> **SUPPLIED ENTRIES**:
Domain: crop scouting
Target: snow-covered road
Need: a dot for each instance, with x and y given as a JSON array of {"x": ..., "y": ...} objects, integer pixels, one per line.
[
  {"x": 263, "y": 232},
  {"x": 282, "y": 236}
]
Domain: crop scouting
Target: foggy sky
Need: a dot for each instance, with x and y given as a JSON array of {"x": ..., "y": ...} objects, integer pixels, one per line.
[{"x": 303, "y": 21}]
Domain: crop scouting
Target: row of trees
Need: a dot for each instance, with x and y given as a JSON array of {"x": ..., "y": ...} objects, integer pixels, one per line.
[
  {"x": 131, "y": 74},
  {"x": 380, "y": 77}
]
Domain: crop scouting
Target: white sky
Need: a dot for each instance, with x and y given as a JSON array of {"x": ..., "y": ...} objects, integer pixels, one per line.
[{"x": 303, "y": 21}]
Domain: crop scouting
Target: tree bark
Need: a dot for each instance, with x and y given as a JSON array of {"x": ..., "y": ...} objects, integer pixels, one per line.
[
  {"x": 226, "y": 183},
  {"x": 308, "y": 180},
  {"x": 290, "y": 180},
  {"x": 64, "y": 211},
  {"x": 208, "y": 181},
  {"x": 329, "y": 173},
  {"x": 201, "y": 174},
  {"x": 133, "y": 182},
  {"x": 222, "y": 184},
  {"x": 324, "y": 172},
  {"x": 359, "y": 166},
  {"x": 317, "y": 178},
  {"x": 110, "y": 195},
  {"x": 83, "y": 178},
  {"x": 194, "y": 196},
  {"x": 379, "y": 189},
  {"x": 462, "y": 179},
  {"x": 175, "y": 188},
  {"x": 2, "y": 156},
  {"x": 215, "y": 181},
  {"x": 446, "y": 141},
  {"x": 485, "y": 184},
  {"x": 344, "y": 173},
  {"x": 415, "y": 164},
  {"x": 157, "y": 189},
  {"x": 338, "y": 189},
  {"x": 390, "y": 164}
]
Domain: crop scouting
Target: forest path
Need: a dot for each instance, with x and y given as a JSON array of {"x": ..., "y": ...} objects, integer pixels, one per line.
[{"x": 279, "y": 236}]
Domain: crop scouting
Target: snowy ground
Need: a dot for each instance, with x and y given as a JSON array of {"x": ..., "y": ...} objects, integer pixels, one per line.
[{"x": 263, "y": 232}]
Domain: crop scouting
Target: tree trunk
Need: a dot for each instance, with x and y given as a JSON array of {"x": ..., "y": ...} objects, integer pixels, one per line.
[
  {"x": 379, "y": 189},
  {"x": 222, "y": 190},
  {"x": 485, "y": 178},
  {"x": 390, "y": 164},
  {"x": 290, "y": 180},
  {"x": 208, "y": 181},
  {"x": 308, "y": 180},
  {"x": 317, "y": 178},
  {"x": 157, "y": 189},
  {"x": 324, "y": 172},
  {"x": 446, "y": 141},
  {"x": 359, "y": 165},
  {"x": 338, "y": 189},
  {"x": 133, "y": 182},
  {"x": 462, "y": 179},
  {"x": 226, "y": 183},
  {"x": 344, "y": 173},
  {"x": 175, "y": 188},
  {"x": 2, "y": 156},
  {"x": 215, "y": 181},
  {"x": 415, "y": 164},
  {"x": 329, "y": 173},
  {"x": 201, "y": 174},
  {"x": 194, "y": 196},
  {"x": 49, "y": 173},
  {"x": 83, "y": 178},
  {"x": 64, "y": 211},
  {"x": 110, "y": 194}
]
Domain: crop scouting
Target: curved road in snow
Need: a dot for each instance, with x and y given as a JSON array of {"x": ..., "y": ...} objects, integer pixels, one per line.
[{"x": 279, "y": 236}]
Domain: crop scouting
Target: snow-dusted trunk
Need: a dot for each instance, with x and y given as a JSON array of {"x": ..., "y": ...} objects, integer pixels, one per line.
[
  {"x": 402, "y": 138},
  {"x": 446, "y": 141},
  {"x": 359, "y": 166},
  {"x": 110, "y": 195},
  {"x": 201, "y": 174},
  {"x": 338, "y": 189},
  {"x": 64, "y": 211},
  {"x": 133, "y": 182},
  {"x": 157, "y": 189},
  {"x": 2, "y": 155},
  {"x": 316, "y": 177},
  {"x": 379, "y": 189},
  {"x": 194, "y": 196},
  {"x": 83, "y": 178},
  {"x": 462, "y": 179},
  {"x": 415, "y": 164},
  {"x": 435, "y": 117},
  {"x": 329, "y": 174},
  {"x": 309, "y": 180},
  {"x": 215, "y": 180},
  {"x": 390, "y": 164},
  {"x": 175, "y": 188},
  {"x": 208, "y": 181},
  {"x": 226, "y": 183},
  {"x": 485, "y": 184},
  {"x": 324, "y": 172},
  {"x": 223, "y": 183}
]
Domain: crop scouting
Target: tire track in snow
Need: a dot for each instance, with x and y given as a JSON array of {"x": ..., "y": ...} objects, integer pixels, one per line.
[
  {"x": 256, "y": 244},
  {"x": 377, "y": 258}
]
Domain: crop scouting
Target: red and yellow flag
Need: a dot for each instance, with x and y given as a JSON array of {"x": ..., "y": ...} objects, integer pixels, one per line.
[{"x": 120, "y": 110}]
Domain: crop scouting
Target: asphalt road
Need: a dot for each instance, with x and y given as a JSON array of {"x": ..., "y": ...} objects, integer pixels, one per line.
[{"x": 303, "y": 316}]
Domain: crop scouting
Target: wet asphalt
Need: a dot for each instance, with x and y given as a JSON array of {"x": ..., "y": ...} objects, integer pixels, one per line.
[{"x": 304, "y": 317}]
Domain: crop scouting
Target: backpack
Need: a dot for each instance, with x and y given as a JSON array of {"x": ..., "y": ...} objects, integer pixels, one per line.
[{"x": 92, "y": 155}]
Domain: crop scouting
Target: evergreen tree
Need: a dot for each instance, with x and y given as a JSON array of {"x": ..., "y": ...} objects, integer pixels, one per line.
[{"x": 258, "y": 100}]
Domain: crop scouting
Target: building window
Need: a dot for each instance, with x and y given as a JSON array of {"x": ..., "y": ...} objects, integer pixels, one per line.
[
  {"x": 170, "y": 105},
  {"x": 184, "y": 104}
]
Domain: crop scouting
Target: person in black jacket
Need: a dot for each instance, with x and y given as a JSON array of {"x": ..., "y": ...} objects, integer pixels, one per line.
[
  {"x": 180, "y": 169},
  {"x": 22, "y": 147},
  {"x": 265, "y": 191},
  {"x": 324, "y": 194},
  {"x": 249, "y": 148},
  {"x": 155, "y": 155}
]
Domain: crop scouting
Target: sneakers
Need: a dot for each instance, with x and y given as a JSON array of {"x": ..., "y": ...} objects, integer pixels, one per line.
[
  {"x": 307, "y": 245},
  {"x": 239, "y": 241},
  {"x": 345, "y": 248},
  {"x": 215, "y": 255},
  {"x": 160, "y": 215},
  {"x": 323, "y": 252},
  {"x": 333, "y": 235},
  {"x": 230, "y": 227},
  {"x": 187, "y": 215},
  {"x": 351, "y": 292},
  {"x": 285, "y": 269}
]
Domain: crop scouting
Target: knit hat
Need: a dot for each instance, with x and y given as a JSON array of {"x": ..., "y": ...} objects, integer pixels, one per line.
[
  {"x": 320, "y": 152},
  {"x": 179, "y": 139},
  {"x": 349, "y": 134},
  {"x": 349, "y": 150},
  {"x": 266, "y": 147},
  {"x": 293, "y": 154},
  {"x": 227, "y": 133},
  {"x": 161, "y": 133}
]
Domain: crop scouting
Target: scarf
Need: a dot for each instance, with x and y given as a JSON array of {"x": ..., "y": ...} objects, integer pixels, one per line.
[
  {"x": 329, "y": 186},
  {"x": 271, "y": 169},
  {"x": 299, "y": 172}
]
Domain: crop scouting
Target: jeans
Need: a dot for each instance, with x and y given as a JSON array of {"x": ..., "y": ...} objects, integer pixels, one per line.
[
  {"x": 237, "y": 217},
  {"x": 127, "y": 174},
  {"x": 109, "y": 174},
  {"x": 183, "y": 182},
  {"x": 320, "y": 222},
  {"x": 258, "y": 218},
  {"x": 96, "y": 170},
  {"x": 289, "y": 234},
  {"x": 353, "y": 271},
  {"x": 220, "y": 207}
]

==

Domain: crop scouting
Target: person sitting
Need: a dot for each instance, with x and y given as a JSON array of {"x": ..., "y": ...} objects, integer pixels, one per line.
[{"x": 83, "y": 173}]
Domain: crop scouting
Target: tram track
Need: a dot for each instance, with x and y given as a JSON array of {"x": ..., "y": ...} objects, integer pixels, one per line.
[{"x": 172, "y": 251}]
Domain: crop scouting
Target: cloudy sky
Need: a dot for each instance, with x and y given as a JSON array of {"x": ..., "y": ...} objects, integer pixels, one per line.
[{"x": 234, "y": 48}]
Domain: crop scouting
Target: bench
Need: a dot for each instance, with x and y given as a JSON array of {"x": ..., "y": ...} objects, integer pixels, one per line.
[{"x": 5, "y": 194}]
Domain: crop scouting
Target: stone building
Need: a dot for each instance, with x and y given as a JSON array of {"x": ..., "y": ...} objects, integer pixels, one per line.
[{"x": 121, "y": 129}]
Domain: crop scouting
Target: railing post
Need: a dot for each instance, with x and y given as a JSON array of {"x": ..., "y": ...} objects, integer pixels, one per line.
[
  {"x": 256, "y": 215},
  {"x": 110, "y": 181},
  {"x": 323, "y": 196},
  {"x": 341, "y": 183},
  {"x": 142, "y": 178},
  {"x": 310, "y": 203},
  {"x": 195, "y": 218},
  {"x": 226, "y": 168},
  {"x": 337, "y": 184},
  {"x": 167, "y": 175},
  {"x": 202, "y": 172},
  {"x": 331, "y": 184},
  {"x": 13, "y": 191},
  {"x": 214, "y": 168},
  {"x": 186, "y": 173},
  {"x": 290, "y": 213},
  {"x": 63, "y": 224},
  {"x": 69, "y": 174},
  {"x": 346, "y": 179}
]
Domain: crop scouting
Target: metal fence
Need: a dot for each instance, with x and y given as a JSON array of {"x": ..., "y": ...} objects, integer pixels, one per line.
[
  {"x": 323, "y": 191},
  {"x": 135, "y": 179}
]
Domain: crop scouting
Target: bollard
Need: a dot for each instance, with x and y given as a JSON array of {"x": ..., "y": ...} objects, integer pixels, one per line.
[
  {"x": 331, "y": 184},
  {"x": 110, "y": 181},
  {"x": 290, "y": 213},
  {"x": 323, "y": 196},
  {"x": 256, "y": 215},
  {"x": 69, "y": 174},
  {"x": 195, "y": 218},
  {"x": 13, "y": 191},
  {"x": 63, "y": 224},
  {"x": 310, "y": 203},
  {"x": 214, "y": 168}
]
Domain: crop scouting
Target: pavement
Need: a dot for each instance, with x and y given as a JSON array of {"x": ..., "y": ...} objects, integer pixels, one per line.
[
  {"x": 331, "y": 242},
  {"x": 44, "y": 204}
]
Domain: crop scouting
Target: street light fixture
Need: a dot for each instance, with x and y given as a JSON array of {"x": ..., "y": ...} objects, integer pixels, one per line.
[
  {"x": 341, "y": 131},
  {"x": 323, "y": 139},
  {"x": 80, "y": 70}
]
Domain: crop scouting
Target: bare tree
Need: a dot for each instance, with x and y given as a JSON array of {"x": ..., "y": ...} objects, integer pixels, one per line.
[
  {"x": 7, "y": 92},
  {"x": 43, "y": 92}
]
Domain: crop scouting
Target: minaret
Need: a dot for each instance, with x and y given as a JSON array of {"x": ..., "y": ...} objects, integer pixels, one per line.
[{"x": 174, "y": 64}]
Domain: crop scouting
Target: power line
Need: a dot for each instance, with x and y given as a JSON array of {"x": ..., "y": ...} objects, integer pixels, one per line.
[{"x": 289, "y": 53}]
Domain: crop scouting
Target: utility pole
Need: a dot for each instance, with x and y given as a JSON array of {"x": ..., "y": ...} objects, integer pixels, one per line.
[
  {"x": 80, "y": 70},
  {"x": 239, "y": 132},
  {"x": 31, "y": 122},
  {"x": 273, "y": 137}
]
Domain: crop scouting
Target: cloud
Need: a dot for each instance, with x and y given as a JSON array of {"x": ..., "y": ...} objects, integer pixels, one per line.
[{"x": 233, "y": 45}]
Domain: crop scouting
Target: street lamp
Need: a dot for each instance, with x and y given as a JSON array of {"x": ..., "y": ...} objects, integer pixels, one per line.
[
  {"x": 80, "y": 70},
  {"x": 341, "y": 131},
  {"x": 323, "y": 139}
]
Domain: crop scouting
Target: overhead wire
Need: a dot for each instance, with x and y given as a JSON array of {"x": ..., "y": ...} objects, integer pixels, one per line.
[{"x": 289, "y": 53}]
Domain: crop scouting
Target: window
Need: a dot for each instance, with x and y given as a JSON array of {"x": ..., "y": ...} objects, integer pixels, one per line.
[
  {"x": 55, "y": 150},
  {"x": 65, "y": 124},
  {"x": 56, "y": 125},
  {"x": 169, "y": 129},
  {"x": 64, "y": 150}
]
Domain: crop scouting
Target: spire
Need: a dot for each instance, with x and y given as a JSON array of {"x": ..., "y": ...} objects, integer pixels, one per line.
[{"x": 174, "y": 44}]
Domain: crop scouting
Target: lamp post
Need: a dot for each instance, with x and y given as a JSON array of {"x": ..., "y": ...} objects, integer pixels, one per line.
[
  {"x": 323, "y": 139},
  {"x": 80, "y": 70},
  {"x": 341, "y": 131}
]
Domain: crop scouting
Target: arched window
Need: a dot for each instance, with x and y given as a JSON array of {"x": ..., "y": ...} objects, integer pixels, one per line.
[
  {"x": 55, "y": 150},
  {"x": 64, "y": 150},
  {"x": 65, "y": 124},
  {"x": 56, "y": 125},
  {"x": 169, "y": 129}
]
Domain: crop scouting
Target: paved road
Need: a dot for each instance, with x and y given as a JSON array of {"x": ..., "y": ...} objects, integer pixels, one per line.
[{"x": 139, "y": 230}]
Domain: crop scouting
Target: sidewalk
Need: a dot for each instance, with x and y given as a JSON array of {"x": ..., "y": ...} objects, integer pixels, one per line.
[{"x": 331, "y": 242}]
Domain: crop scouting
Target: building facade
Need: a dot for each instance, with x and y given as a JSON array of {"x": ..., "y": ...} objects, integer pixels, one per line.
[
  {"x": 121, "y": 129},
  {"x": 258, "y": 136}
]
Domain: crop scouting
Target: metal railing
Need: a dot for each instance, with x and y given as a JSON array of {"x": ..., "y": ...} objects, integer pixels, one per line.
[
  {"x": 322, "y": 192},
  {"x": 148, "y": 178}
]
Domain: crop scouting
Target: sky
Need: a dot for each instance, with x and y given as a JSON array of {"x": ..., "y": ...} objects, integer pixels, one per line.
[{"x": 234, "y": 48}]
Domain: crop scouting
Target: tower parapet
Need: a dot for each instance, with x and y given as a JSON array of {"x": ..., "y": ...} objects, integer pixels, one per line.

> **YOUR TASK**: Please pick out every line in the records above that contains the word "track" and copy each one.

> **SOLVED EXERCISE**:
Target: tire track in snow
Target: tram track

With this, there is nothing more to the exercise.